»»
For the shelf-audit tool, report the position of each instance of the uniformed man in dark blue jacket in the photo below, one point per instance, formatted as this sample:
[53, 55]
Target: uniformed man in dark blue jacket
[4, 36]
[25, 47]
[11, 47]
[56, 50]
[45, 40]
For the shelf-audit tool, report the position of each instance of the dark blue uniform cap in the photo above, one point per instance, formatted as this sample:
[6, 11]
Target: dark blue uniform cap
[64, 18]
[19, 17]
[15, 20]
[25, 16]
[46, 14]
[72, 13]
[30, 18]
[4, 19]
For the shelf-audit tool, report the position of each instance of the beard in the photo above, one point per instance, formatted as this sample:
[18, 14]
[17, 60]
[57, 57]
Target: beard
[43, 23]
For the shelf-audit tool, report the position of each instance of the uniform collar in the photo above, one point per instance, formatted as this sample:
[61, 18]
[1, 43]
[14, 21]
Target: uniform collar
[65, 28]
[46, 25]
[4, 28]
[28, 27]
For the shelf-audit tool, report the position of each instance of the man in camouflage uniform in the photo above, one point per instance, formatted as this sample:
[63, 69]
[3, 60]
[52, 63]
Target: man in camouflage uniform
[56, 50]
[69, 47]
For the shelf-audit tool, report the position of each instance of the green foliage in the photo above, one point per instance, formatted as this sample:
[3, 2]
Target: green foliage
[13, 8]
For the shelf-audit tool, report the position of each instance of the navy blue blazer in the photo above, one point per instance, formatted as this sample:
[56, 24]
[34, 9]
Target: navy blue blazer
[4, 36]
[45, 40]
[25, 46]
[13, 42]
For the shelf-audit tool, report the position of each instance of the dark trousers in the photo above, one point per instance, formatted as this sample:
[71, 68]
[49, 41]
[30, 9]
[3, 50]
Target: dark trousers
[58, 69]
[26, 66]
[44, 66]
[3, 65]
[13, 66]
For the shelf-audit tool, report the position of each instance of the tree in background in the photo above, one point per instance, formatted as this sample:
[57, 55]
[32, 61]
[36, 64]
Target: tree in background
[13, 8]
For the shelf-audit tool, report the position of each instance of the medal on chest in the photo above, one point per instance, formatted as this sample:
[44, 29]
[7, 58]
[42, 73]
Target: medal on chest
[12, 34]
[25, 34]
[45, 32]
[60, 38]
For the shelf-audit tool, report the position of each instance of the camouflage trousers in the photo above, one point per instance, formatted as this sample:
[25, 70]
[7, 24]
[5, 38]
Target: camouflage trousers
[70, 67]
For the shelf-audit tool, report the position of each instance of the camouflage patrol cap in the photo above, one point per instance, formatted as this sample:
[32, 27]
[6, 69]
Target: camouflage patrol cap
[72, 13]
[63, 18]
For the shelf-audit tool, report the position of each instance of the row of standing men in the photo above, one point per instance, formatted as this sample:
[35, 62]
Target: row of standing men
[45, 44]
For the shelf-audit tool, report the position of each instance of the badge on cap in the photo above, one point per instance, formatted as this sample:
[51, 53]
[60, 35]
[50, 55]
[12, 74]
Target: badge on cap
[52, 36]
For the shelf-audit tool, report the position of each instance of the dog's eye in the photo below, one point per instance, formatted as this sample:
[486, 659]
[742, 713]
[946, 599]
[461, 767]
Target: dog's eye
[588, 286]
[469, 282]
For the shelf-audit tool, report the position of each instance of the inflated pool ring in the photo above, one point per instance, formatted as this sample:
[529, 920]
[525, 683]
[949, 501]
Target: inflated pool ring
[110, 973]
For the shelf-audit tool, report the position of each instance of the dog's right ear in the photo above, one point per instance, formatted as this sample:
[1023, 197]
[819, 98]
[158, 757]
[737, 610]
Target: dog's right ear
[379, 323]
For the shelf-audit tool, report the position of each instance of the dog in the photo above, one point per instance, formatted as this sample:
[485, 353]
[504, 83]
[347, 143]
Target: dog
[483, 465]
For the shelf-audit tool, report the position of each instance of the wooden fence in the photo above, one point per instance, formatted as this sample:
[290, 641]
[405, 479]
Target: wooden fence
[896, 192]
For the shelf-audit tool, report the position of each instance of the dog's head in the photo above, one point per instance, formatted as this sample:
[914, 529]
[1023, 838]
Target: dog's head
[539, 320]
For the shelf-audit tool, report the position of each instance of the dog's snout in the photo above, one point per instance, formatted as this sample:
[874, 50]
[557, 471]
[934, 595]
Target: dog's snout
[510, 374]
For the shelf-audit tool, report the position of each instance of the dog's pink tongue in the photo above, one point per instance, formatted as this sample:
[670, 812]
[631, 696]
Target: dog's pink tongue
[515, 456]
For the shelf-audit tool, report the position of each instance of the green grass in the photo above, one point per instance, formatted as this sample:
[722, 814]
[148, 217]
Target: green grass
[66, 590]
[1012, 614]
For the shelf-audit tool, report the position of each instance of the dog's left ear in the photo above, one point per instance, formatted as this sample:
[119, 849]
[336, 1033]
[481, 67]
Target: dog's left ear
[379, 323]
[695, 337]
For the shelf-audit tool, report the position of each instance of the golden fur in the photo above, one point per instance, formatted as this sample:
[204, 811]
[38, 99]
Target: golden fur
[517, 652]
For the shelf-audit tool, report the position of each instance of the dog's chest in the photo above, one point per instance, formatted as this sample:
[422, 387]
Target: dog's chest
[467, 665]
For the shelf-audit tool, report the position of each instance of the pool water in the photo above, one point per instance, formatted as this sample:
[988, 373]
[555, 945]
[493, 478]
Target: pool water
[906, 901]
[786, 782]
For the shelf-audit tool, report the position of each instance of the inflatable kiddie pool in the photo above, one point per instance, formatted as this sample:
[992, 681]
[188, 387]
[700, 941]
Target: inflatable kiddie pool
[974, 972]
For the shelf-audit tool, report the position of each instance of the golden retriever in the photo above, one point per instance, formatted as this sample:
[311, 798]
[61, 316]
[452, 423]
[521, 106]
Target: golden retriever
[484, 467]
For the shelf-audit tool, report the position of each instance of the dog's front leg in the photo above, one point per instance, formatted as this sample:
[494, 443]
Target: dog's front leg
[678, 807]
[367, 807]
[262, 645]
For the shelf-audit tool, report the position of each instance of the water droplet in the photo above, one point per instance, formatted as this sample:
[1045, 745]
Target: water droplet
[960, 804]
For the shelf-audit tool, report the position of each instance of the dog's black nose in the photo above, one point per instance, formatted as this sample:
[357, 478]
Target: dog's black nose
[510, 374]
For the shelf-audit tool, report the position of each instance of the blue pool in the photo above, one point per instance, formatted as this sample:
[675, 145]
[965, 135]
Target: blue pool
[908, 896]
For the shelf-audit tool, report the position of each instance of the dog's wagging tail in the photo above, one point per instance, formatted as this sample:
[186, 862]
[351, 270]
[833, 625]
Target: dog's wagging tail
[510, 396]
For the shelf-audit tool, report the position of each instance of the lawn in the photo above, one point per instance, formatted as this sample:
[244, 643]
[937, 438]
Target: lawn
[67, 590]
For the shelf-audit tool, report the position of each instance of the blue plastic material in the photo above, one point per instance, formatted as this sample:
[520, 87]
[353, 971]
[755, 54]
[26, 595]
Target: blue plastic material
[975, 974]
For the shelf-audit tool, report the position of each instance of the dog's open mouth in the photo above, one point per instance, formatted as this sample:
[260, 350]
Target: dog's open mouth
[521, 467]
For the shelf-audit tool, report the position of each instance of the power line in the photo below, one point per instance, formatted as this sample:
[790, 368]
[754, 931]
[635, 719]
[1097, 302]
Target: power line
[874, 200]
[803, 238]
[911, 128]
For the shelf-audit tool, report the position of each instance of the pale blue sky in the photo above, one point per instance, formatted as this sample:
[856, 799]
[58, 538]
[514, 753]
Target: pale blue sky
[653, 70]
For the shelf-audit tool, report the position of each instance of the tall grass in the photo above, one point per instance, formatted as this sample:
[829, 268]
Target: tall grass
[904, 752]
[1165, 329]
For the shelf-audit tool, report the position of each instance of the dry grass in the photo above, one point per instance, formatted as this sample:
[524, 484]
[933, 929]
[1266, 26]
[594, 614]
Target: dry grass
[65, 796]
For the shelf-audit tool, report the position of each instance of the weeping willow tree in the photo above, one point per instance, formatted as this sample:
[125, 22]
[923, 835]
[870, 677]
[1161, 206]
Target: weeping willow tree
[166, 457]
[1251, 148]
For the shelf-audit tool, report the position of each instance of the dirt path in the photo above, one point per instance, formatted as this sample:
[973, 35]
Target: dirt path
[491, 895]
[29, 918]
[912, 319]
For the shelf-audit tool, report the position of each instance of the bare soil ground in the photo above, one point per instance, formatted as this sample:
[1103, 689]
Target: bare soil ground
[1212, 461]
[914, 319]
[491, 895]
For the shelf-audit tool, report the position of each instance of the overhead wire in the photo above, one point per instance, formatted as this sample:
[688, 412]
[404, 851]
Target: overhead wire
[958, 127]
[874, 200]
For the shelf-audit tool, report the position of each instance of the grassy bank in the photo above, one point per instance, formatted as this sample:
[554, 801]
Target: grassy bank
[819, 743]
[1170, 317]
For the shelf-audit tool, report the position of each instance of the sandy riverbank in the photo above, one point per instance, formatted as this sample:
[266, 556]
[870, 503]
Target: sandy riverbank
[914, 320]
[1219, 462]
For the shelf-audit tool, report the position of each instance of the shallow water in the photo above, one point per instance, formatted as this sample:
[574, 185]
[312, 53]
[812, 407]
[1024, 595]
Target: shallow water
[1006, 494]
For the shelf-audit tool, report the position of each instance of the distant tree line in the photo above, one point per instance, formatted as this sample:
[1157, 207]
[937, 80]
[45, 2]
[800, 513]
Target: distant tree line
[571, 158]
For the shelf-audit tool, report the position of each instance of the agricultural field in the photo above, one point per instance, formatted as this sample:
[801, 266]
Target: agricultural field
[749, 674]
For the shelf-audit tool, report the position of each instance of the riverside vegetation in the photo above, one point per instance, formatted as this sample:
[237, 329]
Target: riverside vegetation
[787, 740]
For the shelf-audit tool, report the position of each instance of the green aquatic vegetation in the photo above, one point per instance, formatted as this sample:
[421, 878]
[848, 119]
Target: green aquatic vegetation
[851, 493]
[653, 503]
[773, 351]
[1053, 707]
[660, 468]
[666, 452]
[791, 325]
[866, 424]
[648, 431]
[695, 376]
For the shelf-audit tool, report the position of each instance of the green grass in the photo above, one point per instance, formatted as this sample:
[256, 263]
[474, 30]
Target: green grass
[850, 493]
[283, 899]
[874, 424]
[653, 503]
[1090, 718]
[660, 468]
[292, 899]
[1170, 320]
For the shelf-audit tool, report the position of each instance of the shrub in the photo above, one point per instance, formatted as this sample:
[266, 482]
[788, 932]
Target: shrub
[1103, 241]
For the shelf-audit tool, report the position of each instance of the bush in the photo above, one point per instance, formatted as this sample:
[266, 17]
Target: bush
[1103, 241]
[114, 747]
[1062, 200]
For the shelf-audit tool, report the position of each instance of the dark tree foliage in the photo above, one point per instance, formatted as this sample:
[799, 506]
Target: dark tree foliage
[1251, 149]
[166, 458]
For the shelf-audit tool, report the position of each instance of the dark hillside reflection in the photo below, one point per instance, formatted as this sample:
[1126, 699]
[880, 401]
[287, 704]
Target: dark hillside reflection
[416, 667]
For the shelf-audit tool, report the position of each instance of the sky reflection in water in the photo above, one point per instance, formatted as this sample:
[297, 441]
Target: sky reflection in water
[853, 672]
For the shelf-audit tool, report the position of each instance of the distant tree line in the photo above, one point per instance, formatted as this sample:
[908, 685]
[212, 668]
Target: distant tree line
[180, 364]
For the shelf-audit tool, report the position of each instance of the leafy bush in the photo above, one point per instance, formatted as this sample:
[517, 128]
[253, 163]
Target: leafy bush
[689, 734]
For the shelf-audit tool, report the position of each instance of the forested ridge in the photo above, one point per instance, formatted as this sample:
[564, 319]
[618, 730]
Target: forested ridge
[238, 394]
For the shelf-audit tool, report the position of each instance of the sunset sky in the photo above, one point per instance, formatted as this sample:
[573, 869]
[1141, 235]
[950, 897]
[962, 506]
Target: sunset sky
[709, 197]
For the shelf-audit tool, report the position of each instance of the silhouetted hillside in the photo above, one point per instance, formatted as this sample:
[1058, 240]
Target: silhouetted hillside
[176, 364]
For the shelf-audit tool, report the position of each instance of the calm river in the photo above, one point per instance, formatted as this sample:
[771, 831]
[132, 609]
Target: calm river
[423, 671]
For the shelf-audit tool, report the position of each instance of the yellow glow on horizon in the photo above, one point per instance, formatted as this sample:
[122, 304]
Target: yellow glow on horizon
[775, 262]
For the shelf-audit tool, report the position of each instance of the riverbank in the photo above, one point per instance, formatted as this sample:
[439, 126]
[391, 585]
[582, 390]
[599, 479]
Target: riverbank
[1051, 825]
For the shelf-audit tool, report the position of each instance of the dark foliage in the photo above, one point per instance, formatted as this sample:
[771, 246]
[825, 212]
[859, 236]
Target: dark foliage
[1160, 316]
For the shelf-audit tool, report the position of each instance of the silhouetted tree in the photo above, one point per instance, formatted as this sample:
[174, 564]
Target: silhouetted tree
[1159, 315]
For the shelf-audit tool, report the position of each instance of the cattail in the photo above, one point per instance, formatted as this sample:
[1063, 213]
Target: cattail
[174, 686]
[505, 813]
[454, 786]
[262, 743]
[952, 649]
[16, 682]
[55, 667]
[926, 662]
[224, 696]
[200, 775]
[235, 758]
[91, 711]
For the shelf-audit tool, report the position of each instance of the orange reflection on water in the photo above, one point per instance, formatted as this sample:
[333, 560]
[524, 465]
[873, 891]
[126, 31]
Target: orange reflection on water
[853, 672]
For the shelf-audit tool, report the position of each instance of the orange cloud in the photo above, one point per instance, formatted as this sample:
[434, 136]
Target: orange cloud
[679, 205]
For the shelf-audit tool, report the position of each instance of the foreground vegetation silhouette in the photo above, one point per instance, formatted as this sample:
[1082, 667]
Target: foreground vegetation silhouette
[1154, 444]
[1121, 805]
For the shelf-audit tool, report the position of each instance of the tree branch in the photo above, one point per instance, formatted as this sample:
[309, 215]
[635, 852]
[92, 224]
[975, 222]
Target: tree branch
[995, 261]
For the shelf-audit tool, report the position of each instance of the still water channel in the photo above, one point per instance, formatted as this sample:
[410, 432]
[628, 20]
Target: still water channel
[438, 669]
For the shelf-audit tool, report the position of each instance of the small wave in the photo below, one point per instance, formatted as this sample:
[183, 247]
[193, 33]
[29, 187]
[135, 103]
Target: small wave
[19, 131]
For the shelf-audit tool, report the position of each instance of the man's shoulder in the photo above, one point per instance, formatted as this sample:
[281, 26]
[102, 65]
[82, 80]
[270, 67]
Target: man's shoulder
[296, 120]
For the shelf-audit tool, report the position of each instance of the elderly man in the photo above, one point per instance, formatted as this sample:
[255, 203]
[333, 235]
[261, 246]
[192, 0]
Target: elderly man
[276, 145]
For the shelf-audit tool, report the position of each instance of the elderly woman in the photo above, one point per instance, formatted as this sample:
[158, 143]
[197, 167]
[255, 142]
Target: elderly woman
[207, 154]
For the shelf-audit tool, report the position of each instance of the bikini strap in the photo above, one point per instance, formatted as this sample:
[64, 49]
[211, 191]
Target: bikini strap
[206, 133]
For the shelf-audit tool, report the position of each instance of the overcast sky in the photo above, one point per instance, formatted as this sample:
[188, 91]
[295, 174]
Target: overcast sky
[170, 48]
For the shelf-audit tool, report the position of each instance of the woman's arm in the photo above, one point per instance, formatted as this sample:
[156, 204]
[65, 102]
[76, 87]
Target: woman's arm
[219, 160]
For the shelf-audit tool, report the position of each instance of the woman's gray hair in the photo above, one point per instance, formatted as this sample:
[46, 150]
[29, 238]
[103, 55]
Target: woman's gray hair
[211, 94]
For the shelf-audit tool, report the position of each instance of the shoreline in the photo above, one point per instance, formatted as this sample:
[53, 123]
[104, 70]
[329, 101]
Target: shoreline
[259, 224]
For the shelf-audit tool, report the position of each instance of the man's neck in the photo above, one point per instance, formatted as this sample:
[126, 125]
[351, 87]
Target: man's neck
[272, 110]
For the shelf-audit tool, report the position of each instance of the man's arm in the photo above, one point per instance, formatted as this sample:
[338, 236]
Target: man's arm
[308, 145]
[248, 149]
««
[What is needed]
Gather every line from the listing above in which the word "below" appears.

[Written solution]
For the shelf-audit tool, report the position of each instance of the uniformed man in dark blue jacket in the photo below, one point per instance, formatted as this sample:
For the shelf-audit tool, report the position of each instance of the dog's eye in the photo below, one point per instance, formatted as this sample:
For the shelf-audit tool, report the position of each instance of the power line in the photo below, one point per instance, formatted as this sample:
For the shelf-audit tool, report the position of each instance of the dark hillside reflection in the photo below, one point per instance, formatted as this sample:
For the shelf-audit tool, report the position of each instance of the small wave in the photo below, one point per instance, formatted as this sample:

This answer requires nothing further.